> **DIRECTION**
Copy out, unchanged, every line of the records between the line holding "around the tiled" and the line holding "858,600,886,622", inclusive.

:: TASK INPUT ::

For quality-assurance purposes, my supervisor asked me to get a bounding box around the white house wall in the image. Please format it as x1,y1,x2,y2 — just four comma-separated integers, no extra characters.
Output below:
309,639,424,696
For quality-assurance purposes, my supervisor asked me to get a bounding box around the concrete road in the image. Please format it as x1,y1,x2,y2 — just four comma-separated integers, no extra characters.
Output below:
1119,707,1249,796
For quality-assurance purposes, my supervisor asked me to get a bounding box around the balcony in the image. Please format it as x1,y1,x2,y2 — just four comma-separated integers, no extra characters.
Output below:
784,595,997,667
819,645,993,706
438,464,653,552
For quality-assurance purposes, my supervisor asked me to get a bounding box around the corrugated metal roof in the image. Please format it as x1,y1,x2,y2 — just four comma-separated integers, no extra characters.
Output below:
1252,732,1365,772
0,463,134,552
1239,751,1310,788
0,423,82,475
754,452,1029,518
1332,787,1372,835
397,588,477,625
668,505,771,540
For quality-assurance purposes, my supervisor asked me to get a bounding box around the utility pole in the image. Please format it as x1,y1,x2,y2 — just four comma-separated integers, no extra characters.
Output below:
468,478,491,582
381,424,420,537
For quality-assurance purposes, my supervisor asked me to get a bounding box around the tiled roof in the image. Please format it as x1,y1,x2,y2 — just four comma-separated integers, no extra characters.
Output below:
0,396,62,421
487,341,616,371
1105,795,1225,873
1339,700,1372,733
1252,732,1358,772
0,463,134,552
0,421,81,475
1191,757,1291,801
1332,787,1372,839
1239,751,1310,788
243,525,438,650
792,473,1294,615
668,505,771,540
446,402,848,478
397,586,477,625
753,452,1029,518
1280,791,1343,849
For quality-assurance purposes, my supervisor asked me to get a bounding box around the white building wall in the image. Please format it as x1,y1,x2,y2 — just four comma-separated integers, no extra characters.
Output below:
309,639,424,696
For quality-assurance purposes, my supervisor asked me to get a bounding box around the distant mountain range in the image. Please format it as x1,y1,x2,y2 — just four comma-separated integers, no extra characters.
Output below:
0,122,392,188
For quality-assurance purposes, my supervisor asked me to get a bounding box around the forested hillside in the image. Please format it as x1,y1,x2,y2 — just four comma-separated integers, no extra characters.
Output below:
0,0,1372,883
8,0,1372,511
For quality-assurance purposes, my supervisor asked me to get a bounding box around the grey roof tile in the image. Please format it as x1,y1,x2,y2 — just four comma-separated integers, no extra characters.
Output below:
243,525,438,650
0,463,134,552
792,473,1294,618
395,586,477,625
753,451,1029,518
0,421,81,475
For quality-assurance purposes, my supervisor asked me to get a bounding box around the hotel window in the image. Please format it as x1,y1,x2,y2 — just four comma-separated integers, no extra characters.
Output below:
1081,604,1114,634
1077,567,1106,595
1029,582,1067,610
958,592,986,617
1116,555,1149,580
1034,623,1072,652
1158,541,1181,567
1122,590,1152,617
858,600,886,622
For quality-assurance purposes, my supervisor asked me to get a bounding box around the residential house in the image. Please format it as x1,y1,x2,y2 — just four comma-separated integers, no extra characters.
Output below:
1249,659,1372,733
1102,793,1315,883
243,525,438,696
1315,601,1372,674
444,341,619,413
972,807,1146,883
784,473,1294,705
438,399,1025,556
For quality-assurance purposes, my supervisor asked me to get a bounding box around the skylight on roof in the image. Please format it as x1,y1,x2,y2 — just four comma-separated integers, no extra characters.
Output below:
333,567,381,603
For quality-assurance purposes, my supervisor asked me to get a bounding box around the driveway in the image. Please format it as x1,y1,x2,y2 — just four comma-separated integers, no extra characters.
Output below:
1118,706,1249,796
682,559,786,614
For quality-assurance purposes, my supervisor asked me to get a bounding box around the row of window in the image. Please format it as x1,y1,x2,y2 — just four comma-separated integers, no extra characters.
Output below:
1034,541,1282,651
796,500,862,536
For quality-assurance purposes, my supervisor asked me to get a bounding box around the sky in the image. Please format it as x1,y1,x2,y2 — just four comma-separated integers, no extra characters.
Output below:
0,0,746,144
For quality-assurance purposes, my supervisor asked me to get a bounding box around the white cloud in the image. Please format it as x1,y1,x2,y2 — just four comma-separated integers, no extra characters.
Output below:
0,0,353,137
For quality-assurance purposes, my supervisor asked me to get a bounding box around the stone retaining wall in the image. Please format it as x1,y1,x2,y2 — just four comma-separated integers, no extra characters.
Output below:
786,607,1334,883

:::
:: TASK INPUT ::

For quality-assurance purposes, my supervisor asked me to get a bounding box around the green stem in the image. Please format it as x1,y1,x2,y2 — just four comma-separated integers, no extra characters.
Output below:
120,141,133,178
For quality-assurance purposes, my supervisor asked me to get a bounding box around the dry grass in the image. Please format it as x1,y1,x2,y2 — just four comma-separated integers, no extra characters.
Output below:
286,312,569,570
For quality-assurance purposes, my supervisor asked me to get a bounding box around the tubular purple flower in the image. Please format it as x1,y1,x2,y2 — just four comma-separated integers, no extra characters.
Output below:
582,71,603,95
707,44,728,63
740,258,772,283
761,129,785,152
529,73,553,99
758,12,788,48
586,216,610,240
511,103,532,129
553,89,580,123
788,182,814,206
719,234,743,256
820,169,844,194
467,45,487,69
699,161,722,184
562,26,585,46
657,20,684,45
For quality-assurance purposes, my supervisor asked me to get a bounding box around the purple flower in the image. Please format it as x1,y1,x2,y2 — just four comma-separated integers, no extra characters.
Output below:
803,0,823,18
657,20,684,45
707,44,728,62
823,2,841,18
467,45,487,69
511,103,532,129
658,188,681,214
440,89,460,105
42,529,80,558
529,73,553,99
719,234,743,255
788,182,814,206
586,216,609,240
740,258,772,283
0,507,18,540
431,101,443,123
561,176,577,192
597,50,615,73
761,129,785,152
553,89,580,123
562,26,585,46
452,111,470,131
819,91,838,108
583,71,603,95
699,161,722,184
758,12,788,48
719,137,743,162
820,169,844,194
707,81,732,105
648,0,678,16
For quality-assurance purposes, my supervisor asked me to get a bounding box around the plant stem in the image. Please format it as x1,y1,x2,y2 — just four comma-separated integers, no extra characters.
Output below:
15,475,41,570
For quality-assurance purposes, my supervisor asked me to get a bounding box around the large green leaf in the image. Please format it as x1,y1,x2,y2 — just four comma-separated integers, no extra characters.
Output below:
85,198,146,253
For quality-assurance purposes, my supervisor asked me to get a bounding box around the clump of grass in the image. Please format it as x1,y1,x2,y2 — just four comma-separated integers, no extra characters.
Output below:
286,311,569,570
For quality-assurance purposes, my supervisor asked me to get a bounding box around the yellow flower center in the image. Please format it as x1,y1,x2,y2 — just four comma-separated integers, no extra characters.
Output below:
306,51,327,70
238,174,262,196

:::

> **TASK RESPONSE**
For quality-assurance purposes, my supervisor asked me to get a bounding box around the tiled roof in the image. Please format it as x1,y1,x2,y2 — just four comma-separated integers, no extra characters.
Output below:
0,396,62,421
487,341,616,371
1105,795,1225,873
1339,700,1372,733
1252,732,1358,772
0,463,134,552
0,421,81,475
1191,757,1291,801
1332,787,1372,839
1239,751,1310,788
243,525,438,650
792,473,1294,615
668,505,771,540
446,402,848,478
397,586,477,625
753,452,1029,518
1280,791,1343,849
For quality-assurance purposes, my supervisor asked me to get a bounding box around the white building wall in the image. Please format it as x1,y1,x2,y2 — just four comma-separated integers, no extra characters.
Output below:
309,639,424,696
For quality-assurance purposes, my supervisor asked me to get a bounding box around the distant mountain range in the image. Please format it as x1,y1,x2,y2 — just four comma-separated integers, no extra characters.
Output below:
0,122,392,188
For quality-assurance purposes, my supervisor asked me to get a bounding box around the forested hillside in the image. Please format it as x1,y1,x2,y2 — just four comma-separated integers, no extra characters.
Output below:
0,0,1372,883
8,0,1372,511
For quality-assurance purposes, my supervisor asked me to get a bounding box around the grey roof tile in the image. Please format it as x1,y1,x2,y2 — just four comma-separated integers, no extra characters.
Output below:
243,525,438,650
0,463,134,552
792,473,1294,618
395,586,477,625
753,451,1029,518
0,421,81,475
For quality-assurance purposes, my supervisor asked me to get a bounding box around the hotel window in the image. Please format it as x1,y1,x2,y2 — just four comma-separated integers, no extra characters.
Output below:
1081,604,1114,634
1077,567,1106,595
1029,582,1067,610
958,592,986,617
1116,555,1149,580
1034,623,1072,652
1158,541,1181,567
1122,590,1152,617
858,600,886,622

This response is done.